I think you're having a case of it's always greener on the other side. You're only seeing the surface of the life your instagram-wife friends have. They endure hardships too, just of a different kind. Maybe they are currently on wifeoasis.com complaining that they should have gotten a high-paying job. Who knows. My point is, you will have regrets no matter what path you choose for your life. Accept that and make the best of it. Besides, complaining about your life will not get you a quality husband.

On another note, if it were so easy to get a rich husband by just working out like an instagram model and having a lower salary than your potential husband, why doesn't everyone do it? I'm not buying that. There were only 19.6mn or 42.2mn millionaires in the world in 2018, depending on the definition.

Array
 

guys please chill... if you refer to my original post this was the last point of many. This got taken off tangent and turned into a whole dating discussion, and I did indulge in it by airing my opinion as well, but it seems like this has just come off as me being 100% obsessed that I'm not one of these women. Frankly:

  1. If my entire end-game was to be a pretty stay-at-home wife with a husband in Big Law / IB / medicine, I have had plenty of opportunities to do so in the past, and, from the recent sample size of men who have hit on me, still have. Take my word for it if you want, or not. No pics. Not to say I'm not considering it / it's not a tempting consideration.

  2. Wrt to the family heirs, I have had a few interactions with people in that stratosphere of society, and I know darned well that I do not have the social skills or the will to play there, and have avoided it / not sought to enter it at any rate.

as for my comment on working out like an insta model, again, it is not wrt to a perceived improvement in my dating prospects but a reference to how much free time I think I would have in a 9 to 5 job. plus who doesn't like being fit?

I recognize that I have said some things that are riling up some people on this thread but that's just my personal opinions based on what I've observed. Whether you want to believe that I have an acquaintance who managed to gas light her family heir then-ex-bf (now husband) into marrying her by dating another family heir whom she then cheated on, or seen another acquaintance ingratiate herself into her big law bf's social circle and then dump him for our equivalent of a Supreme Court Judge's son, is your choice. It's just what I've seen.

How to complete this task. Reproduce the forum discussion word for word from "1. If my entire" up to and including "at any rate.".

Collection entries
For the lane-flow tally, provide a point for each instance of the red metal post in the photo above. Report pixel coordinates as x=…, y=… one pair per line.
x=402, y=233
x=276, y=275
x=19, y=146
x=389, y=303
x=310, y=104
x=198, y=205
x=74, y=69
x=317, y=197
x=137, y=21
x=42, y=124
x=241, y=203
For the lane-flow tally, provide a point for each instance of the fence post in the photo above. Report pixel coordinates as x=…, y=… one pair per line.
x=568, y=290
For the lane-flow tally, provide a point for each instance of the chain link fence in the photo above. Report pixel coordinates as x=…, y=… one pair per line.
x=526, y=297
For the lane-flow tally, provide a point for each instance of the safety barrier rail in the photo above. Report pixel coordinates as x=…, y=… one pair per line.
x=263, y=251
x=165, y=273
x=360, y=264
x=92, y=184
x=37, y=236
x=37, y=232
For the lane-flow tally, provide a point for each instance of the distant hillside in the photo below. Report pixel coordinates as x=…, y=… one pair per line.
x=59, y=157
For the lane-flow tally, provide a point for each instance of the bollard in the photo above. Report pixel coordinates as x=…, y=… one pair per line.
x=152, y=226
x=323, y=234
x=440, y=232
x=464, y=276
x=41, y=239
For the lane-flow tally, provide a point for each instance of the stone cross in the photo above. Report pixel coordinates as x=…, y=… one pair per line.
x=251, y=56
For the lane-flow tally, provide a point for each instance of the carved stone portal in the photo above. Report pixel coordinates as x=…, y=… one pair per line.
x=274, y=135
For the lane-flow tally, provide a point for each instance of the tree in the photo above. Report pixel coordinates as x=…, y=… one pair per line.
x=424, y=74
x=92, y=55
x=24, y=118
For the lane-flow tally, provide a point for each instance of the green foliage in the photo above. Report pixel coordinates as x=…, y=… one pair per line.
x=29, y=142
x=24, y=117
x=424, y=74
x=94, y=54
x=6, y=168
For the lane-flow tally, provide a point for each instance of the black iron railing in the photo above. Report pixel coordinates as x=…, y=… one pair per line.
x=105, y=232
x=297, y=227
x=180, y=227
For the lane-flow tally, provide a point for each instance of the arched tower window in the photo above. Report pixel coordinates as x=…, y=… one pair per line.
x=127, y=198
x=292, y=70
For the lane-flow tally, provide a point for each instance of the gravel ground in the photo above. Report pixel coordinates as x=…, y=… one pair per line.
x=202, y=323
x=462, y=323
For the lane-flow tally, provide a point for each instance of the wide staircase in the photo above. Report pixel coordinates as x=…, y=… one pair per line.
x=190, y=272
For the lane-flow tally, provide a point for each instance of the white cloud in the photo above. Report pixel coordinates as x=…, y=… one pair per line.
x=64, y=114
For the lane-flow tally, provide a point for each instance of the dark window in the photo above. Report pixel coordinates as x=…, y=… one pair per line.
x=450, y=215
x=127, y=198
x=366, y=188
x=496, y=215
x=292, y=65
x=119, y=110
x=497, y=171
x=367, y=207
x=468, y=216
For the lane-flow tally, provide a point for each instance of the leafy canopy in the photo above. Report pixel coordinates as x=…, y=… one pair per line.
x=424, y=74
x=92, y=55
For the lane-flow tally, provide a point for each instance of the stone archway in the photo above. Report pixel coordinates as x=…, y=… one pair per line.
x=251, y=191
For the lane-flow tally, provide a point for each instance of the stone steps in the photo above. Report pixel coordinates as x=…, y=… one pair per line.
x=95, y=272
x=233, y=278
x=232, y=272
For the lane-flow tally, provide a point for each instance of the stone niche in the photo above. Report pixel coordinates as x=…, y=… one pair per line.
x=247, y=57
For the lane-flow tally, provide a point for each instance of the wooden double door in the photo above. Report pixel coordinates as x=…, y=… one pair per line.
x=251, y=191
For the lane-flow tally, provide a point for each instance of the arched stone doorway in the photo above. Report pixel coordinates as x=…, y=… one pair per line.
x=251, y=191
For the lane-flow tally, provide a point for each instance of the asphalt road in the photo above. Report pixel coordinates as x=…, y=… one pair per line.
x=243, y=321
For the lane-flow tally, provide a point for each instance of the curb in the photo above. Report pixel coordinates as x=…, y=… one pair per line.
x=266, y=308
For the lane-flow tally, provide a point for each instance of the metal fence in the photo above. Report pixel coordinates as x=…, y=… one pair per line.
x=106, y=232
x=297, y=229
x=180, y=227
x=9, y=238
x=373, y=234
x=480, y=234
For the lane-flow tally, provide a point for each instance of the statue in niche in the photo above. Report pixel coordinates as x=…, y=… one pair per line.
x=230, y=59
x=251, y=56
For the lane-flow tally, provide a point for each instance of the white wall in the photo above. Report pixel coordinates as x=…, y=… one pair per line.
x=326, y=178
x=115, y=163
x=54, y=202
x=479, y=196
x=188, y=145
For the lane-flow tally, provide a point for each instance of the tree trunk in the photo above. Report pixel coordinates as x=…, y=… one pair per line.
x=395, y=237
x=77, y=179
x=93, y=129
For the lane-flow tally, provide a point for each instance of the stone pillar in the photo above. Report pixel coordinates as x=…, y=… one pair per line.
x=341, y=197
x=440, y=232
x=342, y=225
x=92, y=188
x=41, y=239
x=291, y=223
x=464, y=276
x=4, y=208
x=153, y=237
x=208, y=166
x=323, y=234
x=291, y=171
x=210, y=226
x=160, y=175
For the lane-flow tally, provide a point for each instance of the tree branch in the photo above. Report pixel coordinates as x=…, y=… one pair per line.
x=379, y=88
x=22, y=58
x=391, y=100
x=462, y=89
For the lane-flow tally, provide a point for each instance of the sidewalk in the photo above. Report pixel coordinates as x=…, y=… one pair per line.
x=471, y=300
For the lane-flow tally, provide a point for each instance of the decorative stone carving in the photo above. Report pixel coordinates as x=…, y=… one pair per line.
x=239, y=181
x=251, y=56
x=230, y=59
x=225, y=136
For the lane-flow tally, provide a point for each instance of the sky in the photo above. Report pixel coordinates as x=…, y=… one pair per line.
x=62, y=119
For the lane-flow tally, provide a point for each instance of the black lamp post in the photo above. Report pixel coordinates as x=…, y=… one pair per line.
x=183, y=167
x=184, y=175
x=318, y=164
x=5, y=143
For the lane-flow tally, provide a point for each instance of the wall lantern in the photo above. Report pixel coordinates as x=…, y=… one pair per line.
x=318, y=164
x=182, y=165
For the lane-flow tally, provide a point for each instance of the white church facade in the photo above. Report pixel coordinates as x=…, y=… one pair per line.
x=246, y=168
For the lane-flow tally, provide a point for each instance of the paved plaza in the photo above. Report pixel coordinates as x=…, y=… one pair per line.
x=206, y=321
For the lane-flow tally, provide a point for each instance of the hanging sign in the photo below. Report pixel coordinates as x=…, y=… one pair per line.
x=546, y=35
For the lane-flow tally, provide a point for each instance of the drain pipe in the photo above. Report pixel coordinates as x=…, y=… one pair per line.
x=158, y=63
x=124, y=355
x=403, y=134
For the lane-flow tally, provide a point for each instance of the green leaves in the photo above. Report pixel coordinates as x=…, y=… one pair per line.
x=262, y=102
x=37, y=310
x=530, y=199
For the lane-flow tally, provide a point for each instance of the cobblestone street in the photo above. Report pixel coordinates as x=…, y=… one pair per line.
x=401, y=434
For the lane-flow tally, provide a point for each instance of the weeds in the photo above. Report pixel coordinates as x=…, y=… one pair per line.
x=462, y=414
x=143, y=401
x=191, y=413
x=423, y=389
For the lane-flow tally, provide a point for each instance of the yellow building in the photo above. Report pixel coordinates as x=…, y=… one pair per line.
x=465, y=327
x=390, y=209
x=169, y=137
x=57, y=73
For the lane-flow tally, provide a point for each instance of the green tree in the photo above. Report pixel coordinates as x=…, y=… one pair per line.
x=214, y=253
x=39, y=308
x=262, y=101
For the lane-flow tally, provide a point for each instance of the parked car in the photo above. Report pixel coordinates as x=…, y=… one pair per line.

Solution to the problem.
1. If my entire end-game was to be a pretty stay-at-home wife with a husband in Big Law / IB / medicine, I have had plenty of opportunities to do so in the past, and, from the recent sample size of men who have hit on me, still have. Take my word for it if you want, or not. No pics. Not to say I'm not considering it / it's not a tempting consideration.

  2. Wrt to the family heirs, I have had a few interactions with people in that stratosphere of society, and I know darned well that I do not have the social skills or the will to play there, and have avoided it / not sought to enter it at any rate.